Task objective:
Scan the entries for the word "orange". Every line that has it should be copied.

Given data:

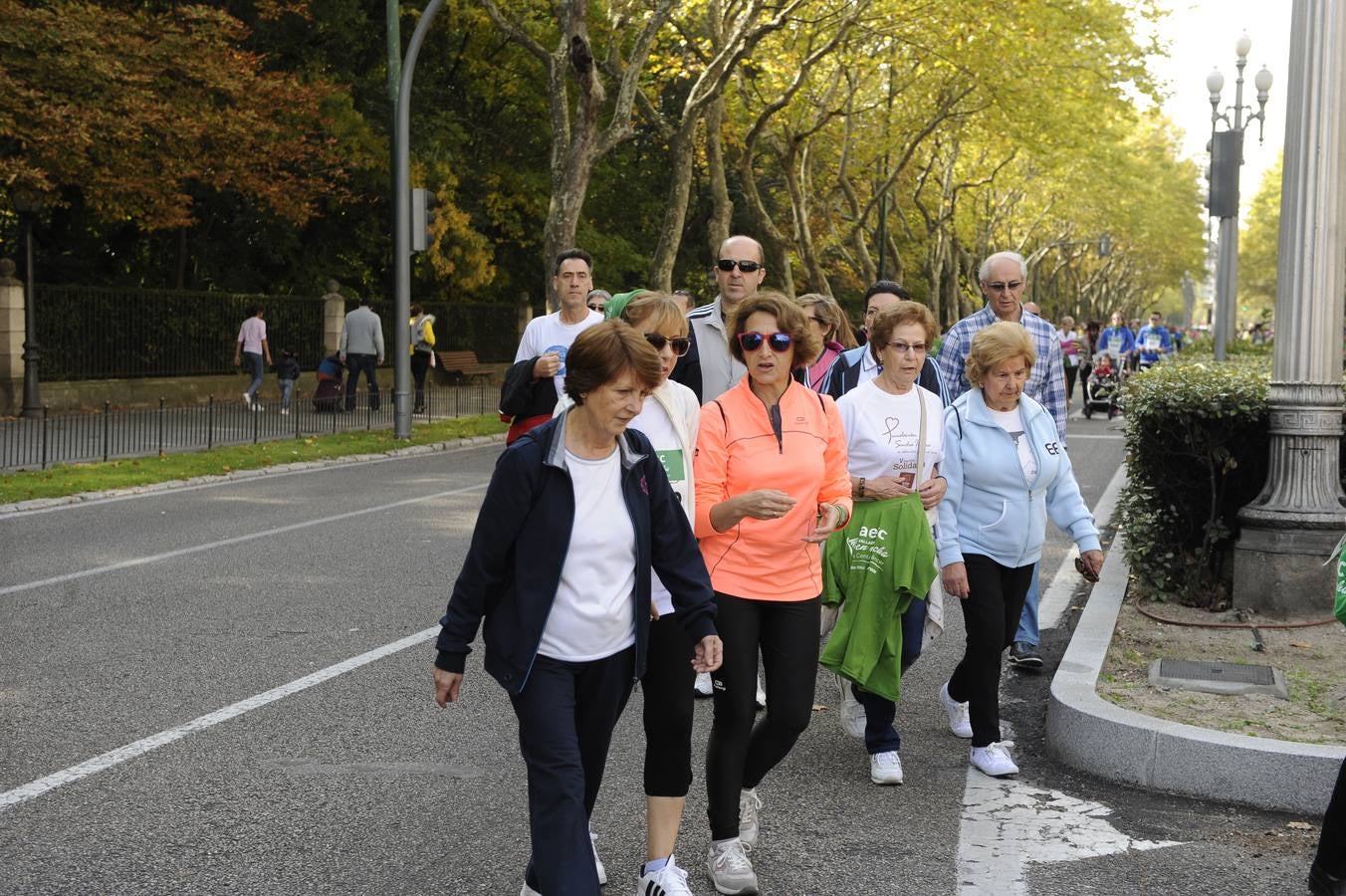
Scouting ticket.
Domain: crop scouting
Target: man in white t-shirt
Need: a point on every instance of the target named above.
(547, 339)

...

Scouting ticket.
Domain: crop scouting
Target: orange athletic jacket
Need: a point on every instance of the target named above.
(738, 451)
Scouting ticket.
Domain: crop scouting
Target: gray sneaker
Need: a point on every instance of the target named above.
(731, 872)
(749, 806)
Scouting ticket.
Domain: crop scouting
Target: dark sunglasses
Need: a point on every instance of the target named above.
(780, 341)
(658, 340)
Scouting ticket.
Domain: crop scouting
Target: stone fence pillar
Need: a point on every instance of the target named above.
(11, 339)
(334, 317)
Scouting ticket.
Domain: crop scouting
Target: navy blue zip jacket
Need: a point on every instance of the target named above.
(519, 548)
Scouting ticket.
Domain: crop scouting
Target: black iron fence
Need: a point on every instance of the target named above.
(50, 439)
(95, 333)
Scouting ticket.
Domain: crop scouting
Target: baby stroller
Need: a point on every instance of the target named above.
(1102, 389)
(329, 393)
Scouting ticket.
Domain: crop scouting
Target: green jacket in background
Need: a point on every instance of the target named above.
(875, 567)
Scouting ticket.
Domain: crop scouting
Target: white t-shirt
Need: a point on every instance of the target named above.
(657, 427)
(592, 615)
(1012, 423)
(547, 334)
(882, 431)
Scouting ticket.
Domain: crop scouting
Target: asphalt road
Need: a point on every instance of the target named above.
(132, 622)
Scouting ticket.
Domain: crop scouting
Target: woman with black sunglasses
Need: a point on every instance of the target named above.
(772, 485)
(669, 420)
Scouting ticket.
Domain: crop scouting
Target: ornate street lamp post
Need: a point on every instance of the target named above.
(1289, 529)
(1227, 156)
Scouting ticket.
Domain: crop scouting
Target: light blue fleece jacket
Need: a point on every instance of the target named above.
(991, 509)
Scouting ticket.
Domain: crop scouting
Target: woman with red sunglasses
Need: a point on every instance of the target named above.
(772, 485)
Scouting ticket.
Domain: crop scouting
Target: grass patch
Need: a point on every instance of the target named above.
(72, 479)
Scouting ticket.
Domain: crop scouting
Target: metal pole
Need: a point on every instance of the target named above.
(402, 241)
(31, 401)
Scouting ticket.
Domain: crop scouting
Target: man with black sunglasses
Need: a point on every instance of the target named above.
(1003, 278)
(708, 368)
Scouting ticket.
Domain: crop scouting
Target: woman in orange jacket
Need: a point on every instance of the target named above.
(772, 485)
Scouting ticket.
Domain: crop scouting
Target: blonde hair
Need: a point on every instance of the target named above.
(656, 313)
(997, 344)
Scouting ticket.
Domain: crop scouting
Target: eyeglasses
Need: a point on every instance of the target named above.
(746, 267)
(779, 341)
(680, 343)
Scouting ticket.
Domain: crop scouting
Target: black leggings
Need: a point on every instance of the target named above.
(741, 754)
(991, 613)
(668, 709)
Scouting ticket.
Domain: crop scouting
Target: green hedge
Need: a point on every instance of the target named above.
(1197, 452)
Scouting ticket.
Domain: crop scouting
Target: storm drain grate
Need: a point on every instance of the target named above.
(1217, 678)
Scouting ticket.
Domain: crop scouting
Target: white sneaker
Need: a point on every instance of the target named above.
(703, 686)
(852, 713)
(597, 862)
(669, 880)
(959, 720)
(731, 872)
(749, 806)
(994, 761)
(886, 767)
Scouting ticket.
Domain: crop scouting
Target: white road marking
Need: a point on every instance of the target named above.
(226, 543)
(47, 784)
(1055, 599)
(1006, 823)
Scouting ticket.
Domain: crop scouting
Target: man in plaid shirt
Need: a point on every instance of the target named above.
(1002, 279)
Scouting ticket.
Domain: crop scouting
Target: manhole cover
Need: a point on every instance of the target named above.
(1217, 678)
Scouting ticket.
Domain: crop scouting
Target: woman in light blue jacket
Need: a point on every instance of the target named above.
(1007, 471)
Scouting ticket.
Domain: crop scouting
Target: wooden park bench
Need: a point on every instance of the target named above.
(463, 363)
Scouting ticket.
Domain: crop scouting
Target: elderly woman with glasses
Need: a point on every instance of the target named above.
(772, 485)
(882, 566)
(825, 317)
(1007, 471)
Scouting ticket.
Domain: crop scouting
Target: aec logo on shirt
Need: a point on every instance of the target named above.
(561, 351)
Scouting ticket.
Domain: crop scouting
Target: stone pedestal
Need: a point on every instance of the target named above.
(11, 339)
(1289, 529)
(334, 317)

* * *

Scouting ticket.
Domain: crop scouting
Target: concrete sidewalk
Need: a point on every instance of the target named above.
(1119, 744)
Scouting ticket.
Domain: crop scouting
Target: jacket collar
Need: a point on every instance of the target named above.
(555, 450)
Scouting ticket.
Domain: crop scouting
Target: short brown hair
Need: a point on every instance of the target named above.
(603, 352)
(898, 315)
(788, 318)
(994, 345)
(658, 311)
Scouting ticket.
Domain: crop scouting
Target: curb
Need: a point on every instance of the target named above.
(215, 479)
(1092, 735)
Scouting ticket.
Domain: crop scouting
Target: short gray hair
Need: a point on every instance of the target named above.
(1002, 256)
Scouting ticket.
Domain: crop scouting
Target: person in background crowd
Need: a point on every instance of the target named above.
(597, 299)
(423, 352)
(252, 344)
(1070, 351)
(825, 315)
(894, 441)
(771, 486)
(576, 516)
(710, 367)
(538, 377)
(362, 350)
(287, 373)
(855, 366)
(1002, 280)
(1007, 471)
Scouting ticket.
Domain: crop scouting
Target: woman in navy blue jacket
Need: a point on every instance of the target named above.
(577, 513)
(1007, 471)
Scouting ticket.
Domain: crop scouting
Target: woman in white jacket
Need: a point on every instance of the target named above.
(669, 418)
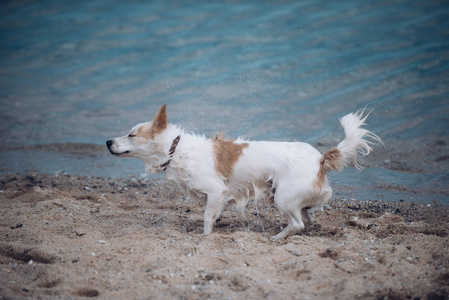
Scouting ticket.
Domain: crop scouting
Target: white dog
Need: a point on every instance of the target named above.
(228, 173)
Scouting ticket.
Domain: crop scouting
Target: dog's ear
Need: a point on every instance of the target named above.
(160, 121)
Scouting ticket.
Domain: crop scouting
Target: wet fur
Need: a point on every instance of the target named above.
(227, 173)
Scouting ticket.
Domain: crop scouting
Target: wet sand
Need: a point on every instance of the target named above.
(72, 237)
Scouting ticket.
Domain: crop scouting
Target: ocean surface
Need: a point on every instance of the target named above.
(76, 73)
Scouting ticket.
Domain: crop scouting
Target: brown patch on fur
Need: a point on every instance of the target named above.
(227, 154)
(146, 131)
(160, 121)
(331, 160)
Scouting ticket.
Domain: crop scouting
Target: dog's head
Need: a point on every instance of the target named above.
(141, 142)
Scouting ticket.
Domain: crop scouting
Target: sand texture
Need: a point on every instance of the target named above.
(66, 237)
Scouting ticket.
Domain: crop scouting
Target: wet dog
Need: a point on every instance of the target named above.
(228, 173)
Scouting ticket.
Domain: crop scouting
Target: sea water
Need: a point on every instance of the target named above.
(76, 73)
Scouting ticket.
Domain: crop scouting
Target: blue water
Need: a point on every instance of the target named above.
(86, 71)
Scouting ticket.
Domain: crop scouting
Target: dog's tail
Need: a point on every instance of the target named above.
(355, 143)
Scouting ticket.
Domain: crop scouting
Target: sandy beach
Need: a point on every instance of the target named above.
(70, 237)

Exercise output:
Target: orange athletic jacket
Target: woman in orange jacket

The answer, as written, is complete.